-- TEXT SECTION follows --

11/09/2017 15:24 BST | Updated 11/09/2017 16:04 BST

Mum Of Son With Autism Explains Why She Can't Tell You Whether Her Son Is Enjoying School

'I really have no idea. I wish I knew.'

A mum of a boy with autism has shared why she can’t answer well-meaning questions about whether he enjoyed his first day of pre-school.

Mum Adrian Wood, who blogs at Tales of an Educated Debutante, explained that her son Amos finds it hard to articulate his feelings about his day.

Sharing a post on Facebook titled: ‘The questions I can’t answer’, Wood wrote on 6 September: ”‘How did he like school?’, ‘How was his first day of school?’, ‘How does he like school?’

“‘I don’t know’, I’ve begun to say. I’m supposed to say: ‘Great!’, but I can’t. I hope so, but I really have no idea. I wish I knew.” 

Wood wrote: “It’s awfully hard, never knowing and wondering when your little person can’t articulate their day or feelings.

“I remember when my first three three-year-olds went to preschool. They were excited to go, some more nervous than the others, and when I picked them up, we walked home for lunch and they jabbered about the day.

“What they did, people in their class, the teachers, playing in the gym, even the letters in their names, I heard about every single detail.

“With my son who has extra special needs? Amos? Crickets. I never got a worrisome phone call and I wondered what he had for lunch or if he fell asleep. Did he question why his siblings weren’t on the bus today?

“I saw his face light up when he saw me from outside the window at his bus stop.

“He lit up and wriggled in excitement and when I made my way up the bus stairs, he cackled in delight and leapt into my arms.

“A kind kindergartener handed me his backpack and then he got down and climbed down the big old bus stairs. All by his own self.

“‘Bye bye, yellow school bus’, he said. I think that means he liked it.”

-- TEXT SECTION concluded --
-- EXTRACTED MATERIAL follows --

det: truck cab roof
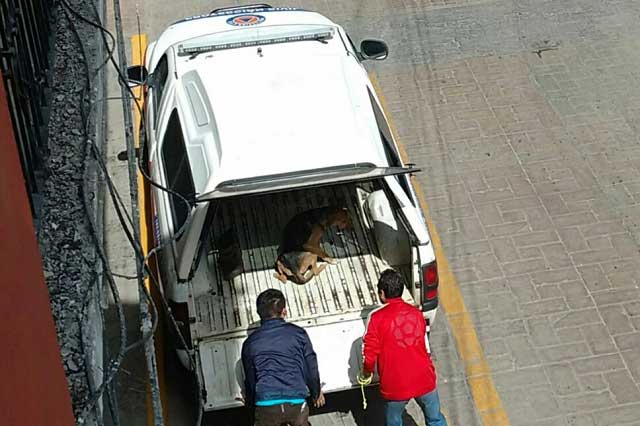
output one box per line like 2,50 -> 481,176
147,8 -> 396,198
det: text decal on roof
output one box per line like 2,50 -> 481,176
227,15 -> 265,27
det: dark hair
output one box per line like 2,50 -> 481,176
378,269 -> 404,299
256,288 -> 287,319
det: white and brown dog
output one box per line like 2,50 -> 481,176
274,207 -> 351,284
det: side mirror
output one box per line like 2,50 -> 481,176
127,65 -> 147,87
360,40 -> 389,61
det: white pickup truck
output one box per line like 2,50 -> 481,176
131,4 -> 438,410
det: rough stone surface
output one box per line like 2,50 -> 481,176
107,0 -> 640,426
38,0 -> 102,422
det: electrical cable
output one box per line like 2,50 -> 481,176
61,0 -> 157,423
61,0 -> 203,425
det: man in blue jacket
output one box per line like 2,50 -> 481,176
242,289 -> 325,426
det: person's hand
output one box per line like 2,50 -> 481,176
358,369 -> 373,385
313,391 -> 325,408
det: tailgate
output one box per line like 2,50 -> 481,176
198,289 -> 416,411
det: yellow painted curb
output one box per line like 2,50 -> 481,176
131,34 -> 169,426
369,73 -> 510,426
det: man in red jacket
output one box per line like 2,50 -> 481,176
361,269 -> 447,426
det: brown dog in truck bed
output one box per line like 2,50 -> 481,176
273,207 -> 351,284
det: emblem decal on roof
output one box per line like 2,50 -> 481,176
227,15 -> 265,27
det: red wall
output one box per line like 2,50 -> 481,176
0,78 -> 75,426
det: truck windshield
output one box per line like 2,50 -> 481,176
178,25 -> 335,57
197,163 -> 420,202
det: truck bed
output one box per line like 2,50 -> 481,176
191,183 -> 410,339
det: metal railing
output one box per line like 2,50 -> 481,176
0,0 -> 54,216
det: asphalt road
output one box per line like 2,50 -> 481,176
102,0 -> 640,426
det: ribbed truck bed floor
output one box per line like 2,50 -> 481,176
192,184 -> 412,338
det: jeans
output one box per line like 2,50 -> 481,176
254,402 -> 309,426
384,389 -> 447,426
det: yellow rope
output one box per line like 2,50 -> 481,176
358,373 -> 373,410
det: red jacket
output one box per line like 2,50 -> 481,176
362,297 -> 436,401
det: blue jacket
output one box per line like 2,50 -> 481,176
242,318 -> 320,405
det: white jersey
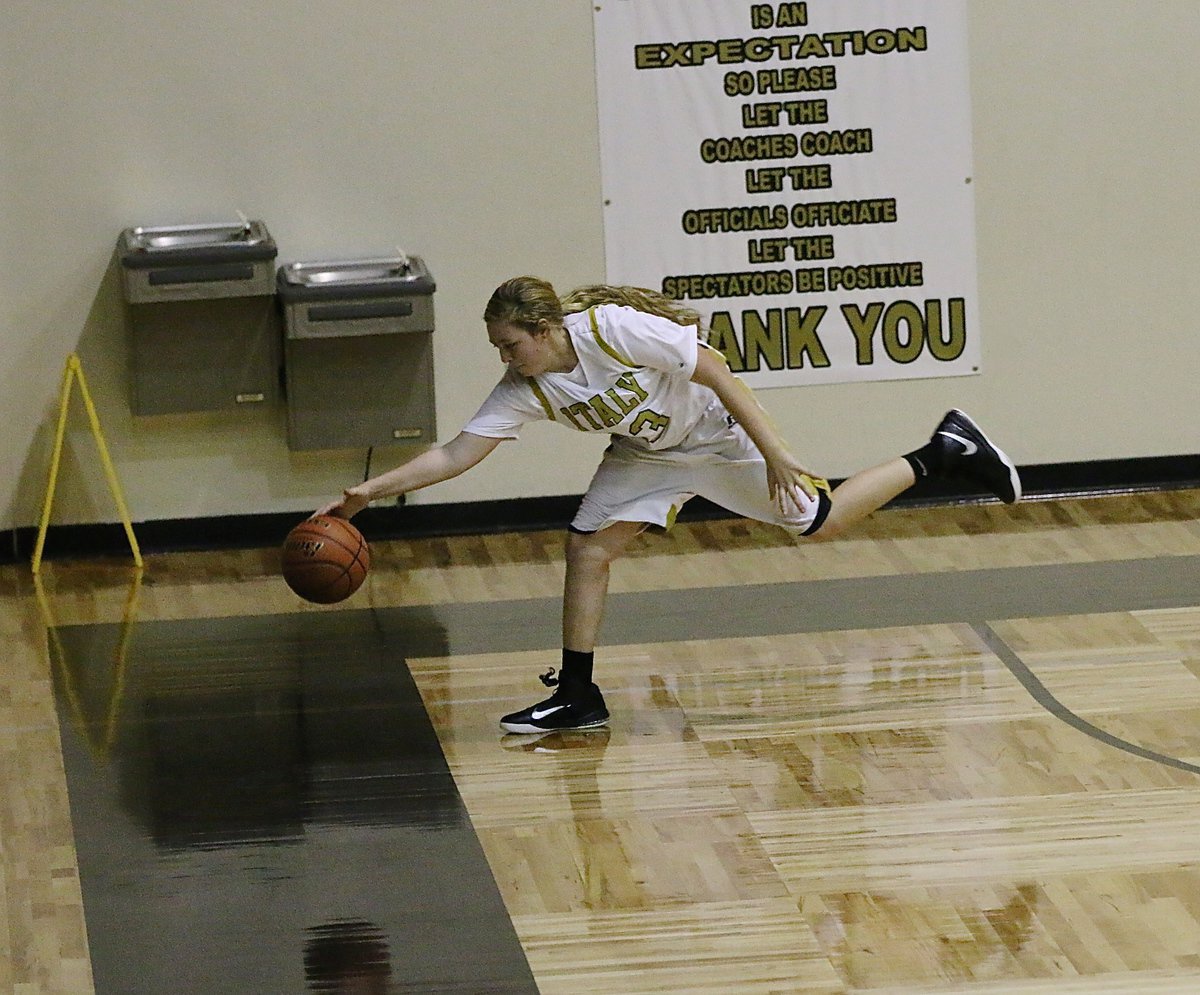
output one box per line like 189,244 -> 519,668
463,304 -> 728,456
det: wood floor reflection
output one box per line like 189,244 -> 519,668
7,491 -> 1200,995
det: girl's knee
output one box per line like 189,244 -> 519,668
566,532 -> 614,570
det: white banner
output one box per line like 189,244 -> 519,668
595,0 -> 979,388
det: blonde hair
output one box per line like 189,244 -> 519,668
484,276 -> 706,340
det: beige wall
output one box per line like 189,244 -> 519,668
0,0 -> 1200,528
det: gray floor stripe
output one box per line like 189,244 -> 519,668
364,549 -> 1200,663
971,623 -> 1200,774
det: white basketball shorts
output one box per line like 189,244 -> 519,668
571,425 -> 830,535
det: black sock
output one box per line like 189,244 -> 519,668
558,649 -> 595,684
905,442 -> 942,480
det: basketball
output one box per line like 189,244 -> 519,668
283,515 -> 371,605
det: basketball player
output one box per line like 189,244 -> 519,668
322,276 -> 1021,733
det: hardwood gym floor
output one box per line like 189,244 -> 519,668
7,491 -> 1200,995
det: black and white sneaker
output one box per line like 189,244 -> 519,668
500,671 -> 608,732
931,408 -> 1021,504
500,726 -> 612,761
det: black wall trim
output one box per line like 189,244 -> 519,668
9,454 -> 1200,563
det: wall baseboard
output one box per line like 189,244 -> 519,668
0,454 -> 1200,563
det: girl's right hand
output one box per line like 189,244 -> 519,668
310,487 -> 371,519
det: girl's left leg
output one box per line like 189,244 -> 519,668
563,522 -> 646,653
500,522 -> 646,732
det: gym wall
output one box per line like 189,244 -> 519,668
0,0 -> 1200,529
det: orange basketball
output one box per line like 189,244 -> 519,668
283,515 -> 371,605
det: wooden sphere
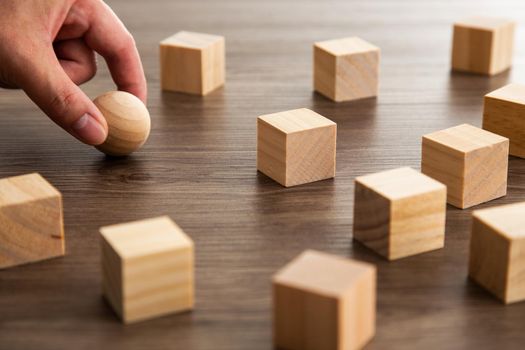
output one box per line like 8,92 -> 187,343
93,91 -> 151,156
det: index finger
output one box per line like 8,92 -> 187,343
84,1 -> 147,103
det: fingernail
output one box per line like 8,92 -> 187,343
71,114 -> 107,145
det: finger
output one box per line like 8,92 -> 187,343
84,1 -> 147,103
18,48 -> 108,145
53,39 -> 97,85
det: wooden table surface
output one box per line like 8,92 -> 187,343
0,0 -> 525,350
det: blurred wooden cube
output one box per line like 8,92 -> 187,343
354,168 -> 447,260
452,17 -> 515,75
273,250 -> 376,350
483,84 -> 525,158
100,216 -> 194,323
257,108 -> 337,187
160,32 -> 226,95
0,173 -> 65,269
314,37 -> 380,102
421,124 -> 509,209
469,202 -> 525,304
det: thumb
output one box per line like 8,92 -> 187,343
19,50 -> 108,145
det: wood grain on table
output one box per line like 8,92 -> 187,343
0,0 -> 525,350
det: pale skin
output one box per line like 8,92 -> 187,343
0,0 -> 147,145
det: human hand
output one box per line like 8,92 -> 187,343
0,0 -> 147,145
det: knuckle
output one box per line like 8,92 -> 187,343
122,31 -> 136,49
49,90 -> 78,115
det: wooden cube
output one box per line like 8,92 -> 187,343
452,17 -> 515,75
160,32 -> 226,95
483,84 -> 525,158
100,216 -> 194,323
421,124 -> 509,209
273,250 -> 376,350
354,168 -> 447,260
314,37 -> 380,102
0,173 -> 65,269
469,202 -> 525,303
257,108 -> 337,187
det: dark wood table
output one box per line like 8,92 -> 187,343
0,0 -> 525,350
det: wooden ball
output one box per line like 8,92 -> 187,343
93,91 -> 151,156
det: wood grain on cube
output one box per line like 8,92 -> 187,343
452,17 -> 515,75
0,173 -> 65,268
273,250 -> 376,350
100,217 -> 194,323
314,37 -> 380,102
421,124 -> 509,209
354,168 -> 446,260
469,202 -> 525,303
257,108 -> 337,187
483,84 -> 525,158
160,31 -> 226,95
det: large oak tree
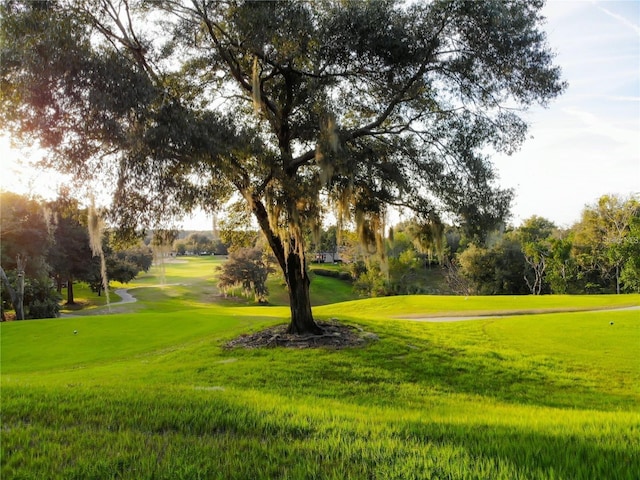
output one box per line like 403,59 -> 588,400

-- EXTRACTED MATERIAL concluded --

(TASK TO COMPLETE):
Answer these questions using the article about Amos's first day of preschool.
(a) On what date did Wood write her Facebook post?
(b) How many of Wood's children went to preschool before Amos, according to her post?
(c) What did Amos say after climbing down the bus stairs?
The records have no connection to the text.

(EXPECTED OUTPUT):
(a) 6 September
(b) Three
(c) "Bye bye, yellow school bus"